Given instruction: Copy out every record below with complete accuracy.

Listing:
## Start

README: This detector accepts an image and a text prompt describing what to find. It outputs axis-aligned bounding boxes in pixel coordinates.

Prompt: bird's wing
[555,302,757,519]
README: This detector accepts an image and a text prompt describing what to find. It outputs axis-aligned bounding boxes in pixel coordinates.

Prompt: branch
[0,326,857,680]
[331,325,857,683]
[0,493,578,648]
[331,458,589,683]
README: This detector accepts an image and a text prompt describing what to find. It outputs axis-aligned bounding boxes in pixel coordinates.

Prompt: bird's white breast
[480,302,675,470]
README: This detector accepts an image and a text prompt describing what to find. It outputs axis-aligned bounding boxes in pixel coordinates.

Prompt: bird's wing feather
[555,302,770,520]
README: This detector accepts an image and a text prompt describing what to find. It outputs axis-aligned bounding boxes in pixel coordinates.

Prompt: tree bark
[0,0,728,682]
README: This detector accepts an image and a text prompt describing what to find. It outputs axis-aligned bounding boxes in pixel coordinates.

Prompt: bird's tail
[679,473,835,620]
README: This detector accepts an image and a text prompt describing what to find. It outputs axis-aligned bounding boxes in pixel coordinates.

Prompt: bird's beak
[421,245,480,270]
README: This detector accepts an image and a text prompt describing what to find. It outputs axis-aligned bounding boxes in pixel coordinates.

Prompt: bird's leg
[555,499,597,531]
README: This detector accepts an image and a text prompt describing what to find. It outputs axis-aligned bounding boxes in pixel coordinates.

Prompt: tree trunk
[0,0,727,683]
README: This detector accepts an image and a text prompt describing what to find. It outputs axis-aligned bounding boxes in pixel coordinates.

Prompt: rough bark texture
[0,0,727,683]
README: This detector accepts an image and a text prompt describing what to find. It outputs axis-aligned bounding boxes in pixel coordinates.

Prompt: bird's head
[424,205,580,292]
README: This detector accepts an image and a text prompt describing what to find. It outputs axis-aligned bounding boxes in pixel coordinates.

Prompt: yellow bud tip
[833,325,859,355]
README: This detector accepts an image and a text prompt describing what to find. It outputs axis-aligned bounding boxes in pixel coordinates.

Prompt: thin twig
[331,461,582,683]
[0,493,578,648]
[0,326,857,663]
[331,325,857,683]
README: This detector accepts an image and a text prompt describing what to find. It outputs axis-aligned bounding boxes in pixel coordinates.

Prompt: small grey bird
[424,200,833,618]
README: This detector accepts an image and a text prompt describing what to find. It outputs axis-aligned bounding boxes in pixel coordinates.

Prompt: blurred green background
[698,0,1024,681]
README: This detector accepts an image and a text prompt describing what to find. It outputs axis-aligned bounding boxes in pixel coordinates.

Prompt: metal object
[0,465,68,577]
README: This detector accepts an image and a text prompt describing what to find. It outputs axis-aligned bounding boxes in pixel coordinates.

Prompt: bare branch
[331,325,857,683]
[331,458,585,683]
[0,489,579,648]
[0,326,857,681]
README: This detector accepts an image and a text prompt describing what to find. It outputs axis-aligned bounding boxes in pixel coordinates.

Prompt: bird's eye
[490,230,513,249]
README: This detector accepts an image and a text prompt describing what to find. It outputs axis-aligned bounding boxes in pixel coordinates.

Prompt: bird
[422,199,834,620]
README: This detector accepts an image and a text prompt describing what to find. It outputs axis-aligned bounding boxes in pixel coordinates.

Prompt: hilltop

## End

Answer to this task:
README: This detector accepts an image and a text prompt describing what to find. It outputs axis-aligned bounding boxes in pixel coordinates.

Prompt: bird's wing
[555,302,757,519]
README: This detector accepts an image and a text prompt describing what to find. It outputs axis-aligned bounding boxes in pixel coordinates.

Prompt: branch
[0,326,857,680]
[331,325,857,683]
[0,493,578,648]
[331,458,589,683]
README: This detector accepts an image and a text prompt describing what to find. It outputs axis-aligned bounding boxes in pixel coordinates.

Prompt: bird's white breast
[480,302,675,470]
README: This detector accepts an image and a text prompt describing what to find. It outputs axis-aligned bounding boxes in pixel coordinates.

Prompt: bird's wing feather
[555,302,770,520]
README: This detector accepts an image and a text prompt describing what to find. It outputs axis-aligned bounding boxes in pixel coordinates.

Prompt: tree bark
[0,0,728,682]
README: This detector accepts an image and a text prompt describing what to find. It outputs axis-aligned bounding boxes in pixel coordinates.

Prompt: bird's tail
[679,473,835,620]
README: This detector accepts an image and a text prompt describing what to find. It outputs axis-aligned bounding boxes in pixel coordinates.

Prompt: bird's beak
[421,245,480,270]
README: This detector accepts an image and a text prompt describing what to find. It outputs axis-aligned bounding boxes in pixel coordinates.

Prompt: bird's leg
[555,499,597,531]
README: This detector accepts an image and a text prompt describing what to find. It outputs axis-aligned bounding boxes in pixel coordinates.

Prompt: tree trunk
[0,0,727,683]
README: This detector accepts an image and a text prompt describing what to find. It outputs axis-aligned bounding boxes in pixel coordinates.

Prompt: rough bark texture
[0,0,727,683]
README: This detector accepts an image and a text prompt describing what to find. It outputs axis-aligned bounding boxes in pixel coordinates.

Prompt: bird's head
[424,205,580,292]
README: This detector accepts an image and a text prompt describing what to find. It outputs axis-aligned bounding boxes in pixel coordinates.

Prompt: yellow bud tip
[833,325,859,355]
README: This detector accepts an image and a text prompt describing what to find. It outputs axis-aligned bounding boxes in pixel coordinates.

Prompt: thin twig
[331,461,582,683]
[0,493,578,648]
[0,326,857,663]
[331,325,857,683]
README: This detector accepts an image and a text prompt describing what to find. It outputs axis-aligned bounding boxes in pixel coordinates.

Prompt: small grey bird
[424,200,833,618]
README: This detector accepts an image and a text prompt describing what to find. It outputs axis-aligned bounding boxes in pixel coordinates.

Prompt: blurred green background
[698,0,1024,681]
README: This detector accepts an image and a text prompt describing what to find. It outputs axis-aligned bounding boxes in pixel coordinates.

Prompt: metal object
[0,465,68,577]
README: This detector accepts an image and a text prompt describing what to find. It outputs axis-aligned bounding boxes in pixel coordinates.

Prompt: bare branch
[331,325,857,683]
[331,458,585,683]
[0,489,579,648]
[0,326,857,681]
README: This detector accepts an image and a text prompt describing what to find. It outputs axis-aligned bounding boxes in pixel coordinates.

Prompt: bird's eye
[490,230,513,249]
README: This detector accepts an image and a text prompt describing what to find. It outputs axis-aligned bounding boxes in pixel coordinates.

Prompt: bird
[422,199,834,620]
README: This detector accepts an image and a text prompt describing what to find. It outputs axis-aligned bounding boxes in pixel coordinates.

Prompt: hilltop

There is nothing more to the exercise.